Hi,

On 02.03.2018 00:21, Ian Dees wrote:
> I disagree that this is a "fight". Have we attempted to reach out to the
> people running this operation? 

I've come across a lot of edits where mappers had written changeset
comments against one of these one-off accounts, and were met with
silence. It's not normally something the individual mapper would
escalate - they write a comment and then forget about it, or simply fix
it themselves after a while.

I have also (sorry for the "lurkers support me in email" argument)
received positive feedback from mappers about my deleting of
advertising; twice, a mapper wrote to me along the lines of: "I've been
annoyed by this for a while but I didn't dare remove it".

> Have we asked the Operations team to
> correlate IP address for the accounts that are created and used once?

I have on occasion done that with my DWG hat on (when there was a
particular flood of such edits) and it was usually possible to identify
an IP address or email domain which was then blocked. However this is
usually doesn't help for long.

Point-based annotation data:
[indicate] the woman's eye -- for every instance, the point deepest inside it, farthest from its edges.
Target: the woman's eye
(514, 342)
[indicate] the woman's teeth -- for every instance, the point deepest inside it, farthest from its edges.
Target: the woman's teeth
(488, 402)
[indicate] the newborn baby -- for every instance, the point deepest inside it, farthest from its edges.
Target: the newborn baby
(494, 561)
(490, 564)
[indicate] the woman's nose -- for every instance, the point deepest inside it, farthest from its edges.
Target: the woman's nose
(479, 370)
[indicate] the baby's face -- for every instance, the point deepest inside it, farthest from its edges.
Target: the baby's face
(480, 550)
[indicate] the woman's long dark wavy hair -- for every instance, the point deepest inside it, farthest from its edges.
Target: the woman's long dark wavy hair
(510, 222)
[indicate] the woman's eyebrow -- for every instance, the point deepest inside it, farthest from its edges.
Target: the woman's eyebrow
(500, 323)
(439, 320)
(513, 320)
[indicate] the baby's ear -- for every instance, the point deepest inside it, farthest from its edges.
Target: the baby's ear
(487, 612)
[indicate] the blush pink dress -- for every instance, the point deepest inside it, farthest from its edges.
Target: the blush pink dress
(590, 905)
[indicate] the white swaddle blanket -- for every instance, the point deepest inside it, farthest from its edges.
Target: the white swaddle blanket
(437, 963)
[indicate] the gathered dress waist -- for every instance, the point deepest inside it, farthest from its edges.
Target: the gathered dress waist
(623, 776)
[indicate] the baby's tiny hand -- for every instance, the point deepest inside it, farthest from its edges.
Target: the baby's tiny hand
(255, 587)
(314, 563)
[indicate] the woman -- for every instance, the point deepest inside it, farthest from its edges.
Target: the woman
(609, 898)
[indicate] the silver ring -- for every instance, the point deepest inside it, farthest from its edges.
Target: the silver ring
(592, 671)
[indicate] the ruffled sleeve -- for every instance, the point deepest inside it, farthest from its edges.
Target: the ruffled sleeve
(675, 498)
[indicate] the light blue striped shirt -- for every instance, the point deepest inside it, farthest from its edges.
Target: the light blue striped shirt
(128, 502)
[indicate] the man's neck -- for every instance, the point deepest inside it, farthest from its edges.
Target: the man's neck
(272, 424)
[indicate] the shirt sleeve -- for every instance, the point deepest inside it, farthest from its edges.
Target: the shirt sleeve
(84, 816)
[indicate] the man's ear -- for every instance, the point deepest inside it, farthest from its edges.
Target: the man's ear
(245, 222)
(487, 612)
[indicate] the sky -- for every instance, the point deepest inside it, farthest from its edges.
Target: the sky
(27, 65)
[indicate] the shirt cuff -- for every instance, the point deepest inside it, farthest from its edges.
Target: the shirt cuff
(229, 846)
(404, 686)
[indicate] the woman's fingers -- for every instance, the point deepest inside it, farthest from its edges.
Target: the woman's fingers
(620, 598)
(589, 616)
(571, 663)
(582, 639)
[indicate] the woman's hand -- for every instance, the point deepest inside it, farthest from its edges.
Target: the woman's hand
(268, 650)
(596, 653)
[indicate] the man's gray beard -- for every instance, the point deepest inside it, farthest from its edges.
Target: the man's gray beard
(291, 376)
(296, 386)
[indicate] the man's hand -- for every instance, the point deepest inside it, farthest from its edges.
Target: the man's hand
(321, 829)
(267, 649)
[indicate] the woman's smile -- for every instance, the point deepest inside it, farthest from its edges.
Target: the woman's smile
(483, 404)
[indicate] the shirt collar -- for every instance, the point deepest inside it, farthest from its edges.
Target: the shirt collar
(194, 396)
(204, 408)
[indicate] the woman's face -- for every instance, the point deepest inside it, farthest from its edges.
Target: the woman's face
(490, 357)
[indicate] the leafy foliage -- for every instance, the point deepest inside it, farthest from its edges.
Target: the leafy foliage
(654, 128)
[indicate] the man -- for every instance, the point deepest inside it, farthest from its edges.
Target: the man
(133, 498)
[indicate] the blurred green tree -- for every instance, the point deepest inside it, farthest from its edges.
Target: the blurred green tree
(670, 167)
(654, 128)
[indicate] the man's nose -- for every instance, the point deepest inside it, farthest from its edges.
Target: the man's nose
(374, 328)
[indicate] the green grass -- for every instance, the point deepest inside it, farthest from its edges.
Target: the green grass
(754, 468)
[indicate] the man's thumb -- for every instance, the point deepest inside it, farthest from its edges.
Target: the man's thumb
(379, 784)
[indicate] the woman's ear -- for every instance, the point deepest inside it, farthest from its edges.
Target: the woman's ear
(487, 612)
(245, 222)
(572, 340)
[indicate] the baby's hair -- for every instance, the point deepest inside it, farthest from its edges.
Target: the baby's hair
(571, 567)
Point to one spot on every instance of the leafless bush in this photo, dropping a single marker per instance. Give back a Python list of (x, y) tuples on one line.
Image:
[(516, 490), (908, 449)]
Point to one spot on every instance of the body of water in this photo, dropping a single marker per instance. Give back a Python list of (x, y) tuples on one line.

* [Problem A]: In the email about one-off accounts, rewrite everything from "I've come across" down to "and used once?", putting "promotional content" in place of "advertising".
* [Problem B]: Pick up the email about one-off accounts after its last sentence and write the part that comes next.

* [Task output A]:
I've come across a lot of edits where mappers had written changeset
comments against one of these one-off accounts, and were met with
silence. It's not normally something the individual mapper would
escalate - they write a comment and then forget about it, or simply fix
it themselves after a while.

I have also (sorry for the "lurkers support me in email" argument)
received positive feedback from mappers about my deleting of
promotional content; twice, a mapper wrote to me along the lines of: "I've been
annoyed by this for a while but I didn't dare remove it".

> Have we asked the Operations team to
> correlate IP address for the accounts that are created and used once?

* [Task output B]:
I don't think we're dealing with one single opponent here, I think
there's an industry out there, and even if you successfully stop one
firm from harming OSM, there'll be the next one just around the corner.
If you get one to play by the rules, there will be the next one sensing
a business advantage by ignoring the rules. (Or "being disruptive" in
modern speak.)

> Have we looked at what email addresses they use when signing up for
> clues? It would be great to have these folks contributing the
> non-advertising parts in a manner consistent with the rest of the
> community, and perhaps they'd be willing to adjust their practices if we
> are able to ask them.

I don't know. It has never worked when I tried but I might not have
tried hard enough. I think their (and their clients') interests differ
too strongly from ours. Their goal is certainly not making the best map
(or the best geodatabase).

> Also, your characterization of US mappers being more lax about this is a
> little insulting. 

The US mappers are not more lax, but there simply are less of them, and
they are concerned with more important things than watching their home
turf for an unwanted item. Combine this with a more intensive spam
activity in the US than elsewhere (some spammers operate world wide but
many seem concentrated on the US even if they hail from non-US IPs) and
you get the current over-abundance of spam in the US. It's not your
fault, and I'm not pointing a finger - I'm asking for help.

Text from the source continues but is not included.